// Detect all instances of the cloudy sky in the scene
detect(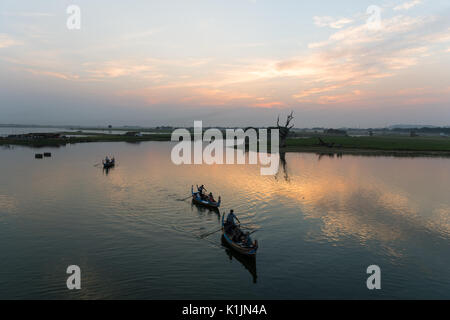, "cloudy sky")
[0,0,450,127]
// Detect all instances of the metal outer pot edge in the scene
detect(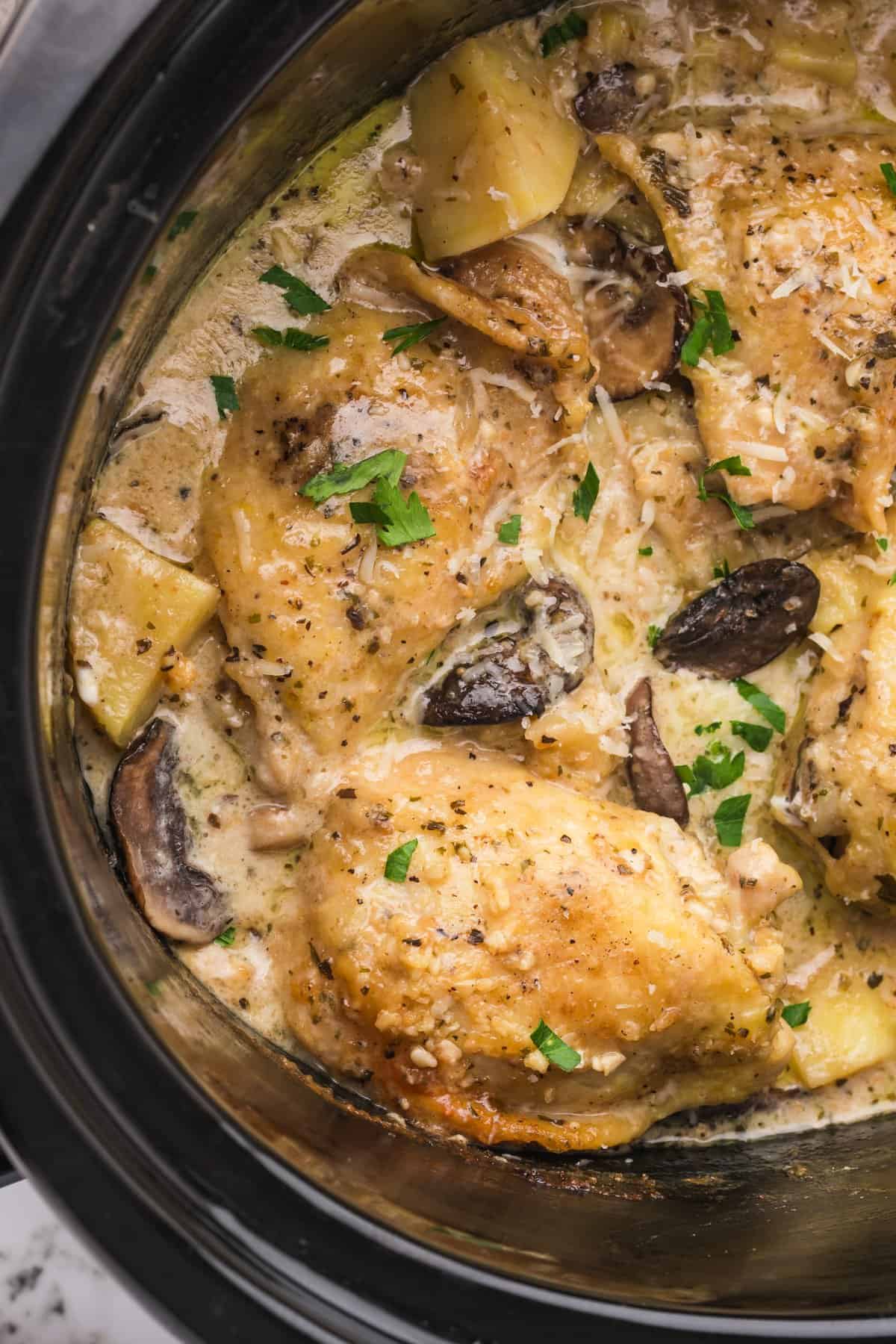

PROBLEM:
Swap "metal" for "steel" in the material, starting at the line that contains "edge in the scene" and ending at the end of the material, and give those lines again with all else unchanged. Leave the pictures out of your answer.

RESULT FOR THIS EXERCISE:
// Detect all instances of the steel outer pot edge in the scene
detect(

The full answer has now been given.